↓↓↓

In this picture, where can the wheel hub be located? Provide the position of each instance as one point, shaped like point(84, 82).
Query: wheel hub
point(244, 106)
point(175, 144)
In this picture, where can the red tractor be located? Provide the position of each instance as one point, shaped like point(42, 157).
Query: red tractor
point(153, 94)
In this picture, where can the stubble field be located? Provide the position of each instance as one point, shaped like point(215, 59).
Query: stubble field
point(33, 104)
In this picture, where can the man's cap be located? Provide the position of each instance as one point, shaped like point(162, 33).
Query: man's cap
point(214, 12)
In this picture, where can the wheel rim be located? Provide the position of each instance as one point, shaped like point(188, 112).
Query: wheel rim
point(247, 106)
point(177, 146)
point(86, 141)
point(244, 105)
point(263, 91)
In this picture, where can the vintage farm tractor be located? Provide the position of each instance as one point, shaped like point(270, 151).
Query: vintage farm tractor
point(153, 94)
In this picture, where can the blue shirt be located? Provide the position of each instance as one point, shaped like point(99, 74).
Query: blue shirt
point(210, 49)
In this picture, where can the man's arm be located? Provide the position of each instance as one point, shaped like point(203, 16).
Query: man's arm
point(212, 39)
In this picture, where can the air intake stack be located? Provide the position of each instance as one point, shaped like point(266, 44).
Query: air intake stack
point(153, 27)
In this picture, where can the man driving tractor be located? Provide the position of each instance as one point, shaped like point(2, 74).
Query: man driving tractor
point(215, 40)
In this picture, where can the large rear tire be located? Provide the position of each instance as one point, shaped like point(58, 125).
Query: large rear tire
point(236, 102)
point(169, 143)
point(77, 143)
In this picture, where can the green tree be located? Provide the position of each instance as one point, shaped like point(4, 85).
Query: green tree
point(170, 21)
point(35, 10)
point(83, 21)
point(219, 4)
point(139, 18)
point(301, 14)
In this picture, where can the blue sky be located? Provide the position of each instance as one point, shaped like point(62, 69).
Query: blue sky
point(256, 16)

↑↑↑

» **WHAT YOU ARE ASKED TO DO**
Arrange the lines from the one containing "In this picture, where can the large" through the end of the entries as a JSON list of strings, one string per line, leaving out any blank lines.

» **WORKED ANSWER**
[
  "In this picture, where can the large rear tire be located? Provide the position of each instance as one point, shaped like point(58, 125).",
  "Query: large rear tire",
  "point(236, 102)",
  "point(169, 143)",
  "point(77, 143)",
  "In this picture, where can the green tree be located? Provide the position of each instance as one point, shaped like point(4, 85).",
  "Query: green tree",
  "point(170, 21)",
  "point(35, 10)",
  "point(83, 21)",
  "point(219, 4)",
  "point(139, 18)",
  "point(301, 14)",
  "In this picture, where can the blue sky be located? Provide the position of each instance as one point, shaped like point(62, 69).",
  "Query: blue sky",
  "point(256, 16)"
]